Aim:
Pull out every line below that contains the word "woman", matching case exactly.

┌─ The data

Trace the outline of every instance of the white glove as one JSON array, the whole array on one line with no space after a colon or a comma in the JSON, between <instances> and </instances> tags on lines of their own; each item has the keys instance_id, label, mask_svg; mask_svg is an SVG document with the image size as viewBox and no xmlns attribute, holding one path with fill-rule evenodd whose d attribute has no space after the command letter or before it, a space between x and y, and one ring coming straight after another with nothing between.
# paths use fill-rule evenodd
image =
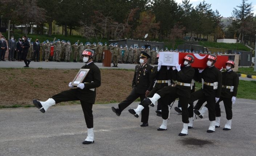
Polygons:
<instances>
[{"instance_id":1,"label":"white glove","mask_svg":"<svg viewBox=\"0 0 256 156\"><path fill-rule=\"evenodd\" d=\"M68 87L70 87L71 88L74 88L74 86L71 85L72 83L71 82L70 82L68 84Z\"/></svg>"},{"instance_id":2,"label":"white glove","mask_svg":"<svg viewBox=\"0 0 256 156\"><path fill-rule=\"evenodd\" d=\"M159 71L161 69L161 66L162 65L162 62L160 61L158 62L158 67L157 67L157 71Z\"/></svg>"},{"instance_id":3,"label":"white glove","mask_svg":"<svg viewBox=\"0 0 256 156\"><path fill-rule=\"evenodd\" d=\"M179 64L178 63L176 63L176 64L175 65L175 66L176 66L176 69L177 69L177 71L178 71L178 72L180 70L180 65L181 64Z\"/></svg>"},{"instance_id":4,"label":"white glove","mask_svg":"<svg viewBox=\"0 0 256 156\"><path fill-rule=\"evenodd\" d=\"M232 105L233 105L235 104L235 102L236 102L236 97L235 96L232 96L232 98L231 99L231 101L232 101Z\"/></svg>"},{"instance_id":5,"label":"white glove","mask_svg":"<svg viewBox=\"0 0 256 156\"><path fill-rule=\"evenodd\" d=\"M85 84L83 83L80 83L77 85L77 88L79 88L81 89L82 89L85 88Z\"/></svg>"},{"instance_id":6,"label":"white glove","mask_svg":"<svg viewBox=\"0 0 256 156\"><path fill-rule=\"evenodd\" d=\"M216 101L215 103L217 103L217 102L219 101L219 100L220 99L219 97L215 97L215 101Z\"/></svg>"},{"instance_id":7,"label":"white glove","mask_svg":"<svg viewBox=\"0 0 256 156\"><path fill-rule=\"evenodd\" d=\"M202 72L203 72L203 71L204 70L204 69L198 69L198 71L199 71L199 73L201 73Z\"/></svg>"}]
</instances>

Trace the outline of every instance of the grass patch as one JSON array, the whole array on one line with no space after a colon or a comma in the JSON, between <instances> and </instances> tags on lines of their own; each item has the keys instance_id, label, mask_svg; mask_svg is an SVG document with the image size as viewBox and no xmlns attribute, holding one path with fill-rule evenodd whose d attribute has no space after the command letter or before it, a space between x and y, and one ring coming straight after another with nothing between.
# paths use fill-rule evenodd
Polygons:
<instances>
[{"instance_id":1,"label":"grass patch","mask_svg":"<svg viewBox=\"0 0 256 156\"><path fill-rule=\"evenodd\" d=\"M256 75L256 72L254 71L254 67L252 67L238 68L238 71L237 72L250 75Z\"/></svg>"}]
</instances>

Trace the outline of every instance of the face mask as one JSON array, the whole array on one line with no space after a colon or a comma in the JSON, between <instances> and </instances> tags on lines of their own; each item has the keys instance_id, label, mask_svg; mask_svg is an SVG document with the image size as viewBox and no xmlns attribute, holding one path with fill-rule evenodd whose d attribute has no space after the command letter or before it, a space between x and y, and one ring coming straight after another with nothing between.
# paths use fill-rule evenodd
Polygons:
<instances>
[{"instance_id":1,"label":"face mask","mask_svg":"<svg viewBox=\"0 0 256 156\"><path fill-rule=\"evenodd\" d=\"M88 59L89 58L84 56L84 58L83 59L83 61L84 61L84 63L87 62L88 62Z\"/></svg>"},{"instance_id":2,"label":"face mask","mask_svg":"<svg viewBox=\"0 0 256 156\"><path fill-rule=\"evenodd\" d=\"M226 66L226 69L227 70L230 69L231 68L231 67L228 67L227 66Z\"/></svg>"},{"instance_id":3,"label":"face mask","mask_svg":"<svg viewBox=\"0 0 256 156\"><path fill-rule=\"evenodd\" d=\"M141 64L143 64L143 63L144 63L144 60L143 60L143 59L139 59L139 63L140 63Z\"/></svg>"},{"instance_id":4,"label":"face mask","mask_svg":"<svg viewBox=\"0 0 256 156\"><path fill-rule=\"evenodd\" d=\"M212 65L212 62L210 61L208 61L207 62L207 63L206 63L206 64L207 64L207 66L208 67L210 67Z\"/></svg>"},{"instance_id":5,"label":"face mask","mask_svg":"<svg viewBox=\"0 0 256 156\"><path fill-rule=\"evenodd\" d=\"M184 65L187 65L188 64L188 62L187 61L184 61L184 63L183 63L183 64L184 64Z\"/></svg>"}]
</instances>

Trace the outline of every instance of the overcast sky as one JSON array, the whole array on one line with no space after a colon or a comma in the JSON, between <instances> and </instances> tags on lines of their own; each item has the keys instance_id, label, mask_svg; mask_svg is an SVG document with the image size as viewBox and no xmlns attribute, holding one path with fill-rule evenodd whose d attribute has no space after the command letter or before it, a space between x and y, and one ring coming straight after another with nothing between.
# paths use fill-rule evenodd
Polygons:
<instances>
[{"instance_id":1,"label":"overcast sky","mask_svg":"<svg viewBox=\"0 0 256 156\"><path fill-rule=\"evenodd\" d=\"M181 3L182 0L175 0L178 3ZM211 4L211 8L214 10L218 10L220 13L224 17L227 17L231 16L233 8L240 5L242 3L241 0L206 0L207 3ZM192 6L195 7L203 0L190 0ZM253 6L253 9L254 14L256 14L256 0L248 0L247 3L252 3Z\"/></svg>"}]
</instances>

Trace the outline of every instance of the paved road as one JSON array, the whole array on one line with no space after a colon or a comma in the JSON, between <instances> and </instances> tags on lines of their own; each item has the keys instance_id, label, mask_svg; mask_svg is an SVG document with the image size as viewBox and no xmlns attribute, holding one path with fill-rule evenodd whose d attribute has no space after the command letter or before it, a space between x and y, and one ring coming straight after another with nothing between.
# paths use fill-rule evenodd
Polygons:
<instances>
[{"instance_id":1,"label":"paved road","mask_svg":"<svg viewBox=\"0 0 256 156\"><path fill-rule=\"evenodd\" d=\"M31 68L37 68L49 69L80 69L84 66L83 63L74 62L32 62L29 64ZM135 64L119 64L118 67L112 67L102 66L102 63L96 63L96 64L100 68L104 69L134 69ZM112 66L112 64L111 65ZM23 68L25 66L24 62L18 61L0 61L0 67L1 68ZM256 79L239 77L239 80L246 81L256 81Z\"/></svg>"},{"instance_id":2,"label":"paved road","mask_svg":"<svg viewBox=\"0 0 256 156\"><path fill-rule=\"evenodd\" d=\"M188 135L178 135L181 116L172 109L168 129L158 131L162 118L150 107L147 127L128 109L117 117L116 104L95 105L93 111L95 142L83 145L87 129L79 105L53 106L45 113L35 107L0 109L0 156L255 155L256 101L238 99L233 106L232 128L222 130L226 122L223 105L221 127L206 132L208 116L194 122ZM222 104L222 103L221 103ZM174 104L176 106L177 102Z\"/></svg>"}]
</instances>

└─
┌─ The data

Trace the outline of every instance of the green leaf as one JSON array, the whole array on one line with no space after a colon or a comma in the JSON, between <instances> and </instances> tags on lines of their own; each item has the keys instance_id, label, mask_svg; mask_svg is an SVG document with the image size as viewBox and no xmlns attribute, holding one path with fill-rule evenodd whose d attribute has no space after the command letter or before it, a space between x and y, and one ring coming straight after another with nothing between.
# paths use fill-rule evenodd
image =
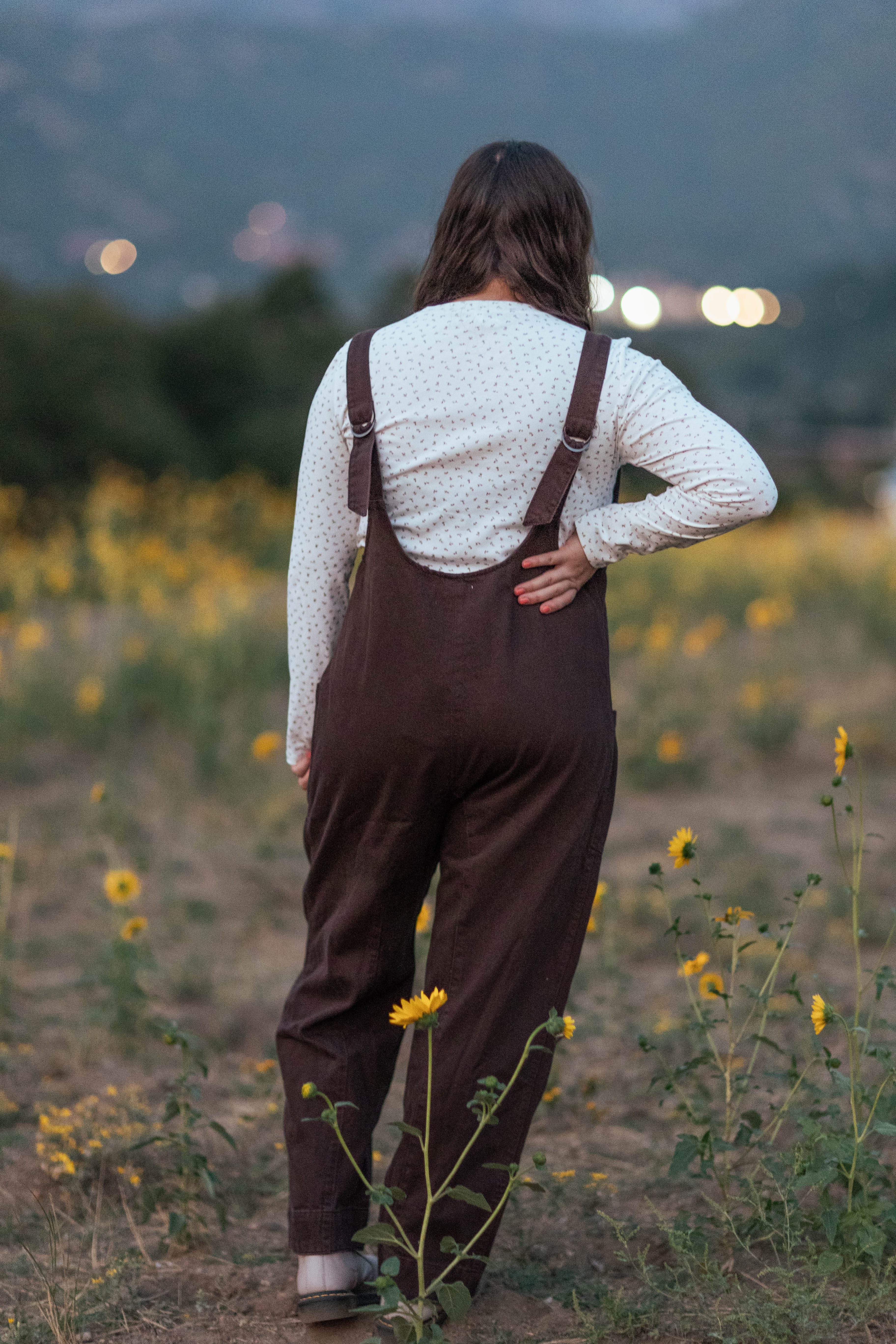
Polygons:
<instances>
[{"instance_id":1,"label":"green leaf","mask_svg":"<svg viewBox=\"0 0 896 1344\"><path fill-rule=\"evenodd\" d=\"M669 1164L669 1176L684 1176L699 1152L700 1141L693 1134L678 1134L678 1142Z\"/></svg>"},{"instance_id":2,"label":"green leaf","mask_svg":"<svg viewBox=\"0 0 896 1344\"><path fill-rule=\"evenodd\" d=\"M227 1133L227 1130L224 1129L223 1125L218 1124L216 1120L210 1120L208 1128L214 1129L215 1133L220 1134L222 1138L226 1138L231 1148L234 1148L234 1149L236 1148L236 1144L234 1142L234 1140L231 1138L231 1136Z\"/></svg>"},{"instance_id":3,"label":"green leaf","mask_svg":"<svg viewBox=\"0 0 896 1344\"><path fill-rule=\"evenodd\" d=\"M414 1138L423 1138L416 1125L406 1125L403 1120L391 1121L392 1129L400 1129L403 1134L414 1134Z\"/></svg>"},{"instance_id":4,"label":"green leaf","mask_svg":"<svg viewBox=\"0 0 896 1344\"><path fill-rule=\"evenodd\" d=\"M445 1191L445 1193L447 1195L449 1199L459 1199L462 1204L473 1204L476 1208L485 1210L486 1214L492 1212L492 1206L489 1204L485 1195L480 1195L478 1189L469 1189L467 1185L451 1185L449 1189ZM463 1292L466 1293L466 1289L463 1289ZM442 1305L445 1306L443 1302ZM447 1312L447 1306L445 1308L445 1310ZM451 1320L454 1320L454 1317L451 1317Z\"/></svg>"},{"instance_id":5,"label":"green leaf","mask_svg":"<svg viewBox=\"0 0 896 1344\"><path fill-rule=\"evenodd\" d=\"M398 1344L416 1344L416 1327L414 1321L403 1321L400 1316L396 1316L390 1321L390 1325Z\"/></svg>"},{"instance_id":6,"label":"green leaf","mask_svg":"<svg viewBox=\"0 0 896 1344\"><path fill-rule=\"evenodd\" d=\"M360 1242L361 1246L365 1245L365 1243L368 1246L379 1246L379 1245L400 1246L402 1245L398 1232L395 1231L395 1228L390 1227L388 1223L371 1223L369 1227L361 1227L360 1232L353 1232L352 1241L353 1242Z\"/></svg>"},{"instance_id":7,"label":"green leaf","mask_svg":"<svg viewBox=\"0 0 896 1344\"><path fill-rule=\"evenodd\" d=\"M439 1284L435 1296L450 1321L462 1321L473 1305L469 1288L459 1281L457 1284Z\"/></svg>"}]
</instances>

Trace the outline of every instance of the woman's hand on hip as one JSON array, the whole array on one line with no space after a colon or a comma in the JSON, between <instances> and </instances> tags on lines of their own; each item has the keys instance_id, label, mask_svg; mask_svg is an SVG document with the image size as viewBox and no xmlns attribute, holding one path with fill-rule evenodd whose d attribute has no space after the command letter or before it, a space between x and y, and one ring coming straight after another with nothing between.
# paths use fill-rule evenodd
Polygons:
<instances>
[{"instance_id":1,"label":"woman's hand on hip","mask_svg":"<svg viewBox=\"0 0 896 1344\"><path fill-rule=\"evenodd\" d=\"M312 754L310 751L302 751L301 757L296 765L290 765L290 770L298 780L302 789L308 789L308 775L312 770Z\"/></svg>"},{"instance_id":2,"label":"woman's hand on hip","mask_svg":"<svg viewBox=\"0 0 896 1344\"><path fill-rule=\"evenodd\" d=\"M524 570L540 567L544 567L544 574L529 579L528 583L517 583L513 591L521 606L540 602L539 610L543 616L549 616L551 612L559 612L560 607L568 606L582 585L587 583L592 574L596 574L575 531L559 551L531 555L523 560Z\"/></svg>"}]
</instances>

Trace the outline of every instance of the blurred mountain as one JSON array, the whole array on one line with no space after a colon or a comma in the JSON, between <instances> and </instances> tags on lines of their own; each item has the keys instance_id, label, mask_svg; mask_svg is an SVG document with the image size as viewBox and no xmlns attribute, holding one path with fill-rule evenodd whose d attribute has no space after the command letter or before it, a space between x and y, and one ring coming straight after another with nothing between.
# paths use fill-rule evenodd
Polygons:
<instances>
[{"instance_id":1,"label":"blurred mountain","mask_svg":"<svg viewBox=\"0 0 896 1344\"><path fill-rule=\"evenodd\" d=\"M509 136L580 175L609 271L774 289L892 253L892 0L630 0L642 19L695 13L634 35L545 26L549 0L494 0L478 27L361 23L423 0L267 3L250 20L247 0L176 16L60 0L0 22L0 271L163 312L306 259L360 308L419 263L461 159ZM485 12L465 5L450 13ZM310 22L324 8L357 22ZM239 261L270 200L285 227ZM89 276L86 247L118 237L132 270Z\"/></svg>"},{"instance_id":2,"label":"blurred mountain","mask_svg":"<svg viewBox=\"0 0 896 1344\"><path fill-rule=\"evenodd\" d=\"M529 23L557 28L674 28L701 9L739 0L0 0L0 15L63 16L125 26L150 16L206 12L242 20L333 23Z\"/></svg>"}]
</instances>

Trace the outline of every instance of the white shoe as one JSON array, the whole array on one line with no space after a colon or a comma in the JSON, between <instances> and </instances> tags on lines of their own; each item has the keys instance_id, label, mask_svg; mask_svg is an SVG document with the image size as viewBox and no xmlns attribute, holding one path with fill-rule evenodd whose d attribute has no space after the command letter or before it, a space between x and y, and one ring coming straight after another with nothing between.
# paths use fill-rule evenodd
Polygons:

└─

Written solution:
Trace the outline of every instance of the woman's hand on hip as one JSON array, the whole array on one line with no space after a colon or a comma in the JSON, between <instances> and </instances> tags on lines of their own; each item has the keys instance_id, label, mask_svg; mask_svg is an SVG document with the image size as viewBox and no xmlns attribute, holding one path with fill-rule evenodd whose d attribute has no space after the command letter or before it, a space between x and y, and one ring coming straight after another with nothing between.
[{"instance_id":1,"label":"woman's hand on hip","mask_svg":"<svg viewBox=\"0 0 896 1344\"><path fill-rule=\"evenodd\" d=\"M312 754L310 751L302 751L301 757L296 765L290 765L290 770L298 780L302 789L308 789L308 775L312 770Z\"/></svg>"},{"instance_id":2,"label":"woman's hand on hip","mask_svg":"<svg viewBox=\"0 0 896 1344\"><path fill-rule=\"evenodd\" d=\"M524 570L540 567L544 567L544 574L529 579L528 583L517 583L513 591L521 606L540 602L539 610L543 616L549 616L551 612L559 612L560 607L568 606L582 585L587 583L592 574L596 574L575 531L559 551L531 555L523 560Z\"/></svg>"}]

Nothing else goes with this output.